• **AIM OF THE TASK**
Retype the tail of the data exactly, starting at the line containing "of the police" and stopping at the last line.

Labeled-object pointing entries:
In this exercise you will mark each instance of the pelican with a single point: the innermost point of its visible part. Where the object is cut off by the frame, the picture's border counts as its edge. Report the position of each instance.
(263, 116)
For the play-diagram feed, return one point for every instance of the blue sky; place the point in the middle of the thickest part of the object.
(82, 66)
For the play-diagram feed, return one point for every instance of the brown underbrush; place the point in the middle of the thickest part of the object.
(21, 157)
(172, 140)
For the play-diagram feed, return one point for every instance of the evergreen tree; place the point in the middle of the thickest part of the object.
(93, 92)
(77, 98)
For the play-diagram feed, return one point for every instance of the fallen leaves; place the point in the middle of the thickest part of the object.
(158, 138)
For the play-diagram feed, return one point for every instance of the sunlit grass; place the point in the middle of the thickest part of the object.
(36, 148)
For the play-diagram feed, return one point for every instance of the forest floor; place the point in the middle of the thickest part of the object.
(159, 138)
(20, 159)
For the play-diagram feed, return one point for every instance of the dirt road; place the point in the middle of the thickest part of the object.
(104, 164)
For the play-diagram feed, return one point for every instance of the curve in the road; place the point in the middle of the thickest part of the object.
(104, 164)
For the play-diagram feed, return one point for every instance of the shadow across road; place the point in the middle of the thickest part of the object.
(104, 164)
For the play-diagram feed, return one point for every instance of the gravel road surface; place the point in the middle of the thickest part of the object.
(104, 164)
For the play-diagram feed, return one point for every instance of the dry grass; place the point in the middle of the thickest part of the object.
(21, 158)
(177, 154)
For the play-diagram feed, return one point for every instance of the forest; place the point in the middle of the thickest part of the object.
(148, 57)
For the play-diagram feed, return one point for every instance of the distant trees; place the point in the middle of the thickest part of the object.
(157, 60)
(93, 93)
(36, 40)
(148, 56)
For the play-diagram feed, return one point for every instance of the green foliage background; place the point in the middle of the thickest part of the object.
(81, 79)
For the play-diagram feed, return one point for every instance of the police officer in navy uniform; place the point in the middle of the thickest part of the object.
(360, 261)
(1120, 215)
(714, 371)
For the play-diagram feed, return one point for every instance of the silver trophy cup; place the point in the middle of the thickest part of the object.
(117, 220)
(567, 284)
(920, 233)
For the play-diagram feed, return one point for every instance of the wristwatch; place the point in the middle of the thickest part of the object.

• **EXERCISE RESPONSE**
For the play-diagram feed, return one point for every instance of the police officer in navy uniform; place the point in the middle of the thickest part of the object.
(360, 261)
(1120, 215)
(714, 371)
For the play-diagram feed, return one point for every instance of the silver trophy cup; place the point in the middle of the thickest part of the object.
(117, 220)
(567, 284)
(920, 233)
For the play-diagram feed, return one point for every instance of the wristwatch; place the point in the middle of the thickest part of the object.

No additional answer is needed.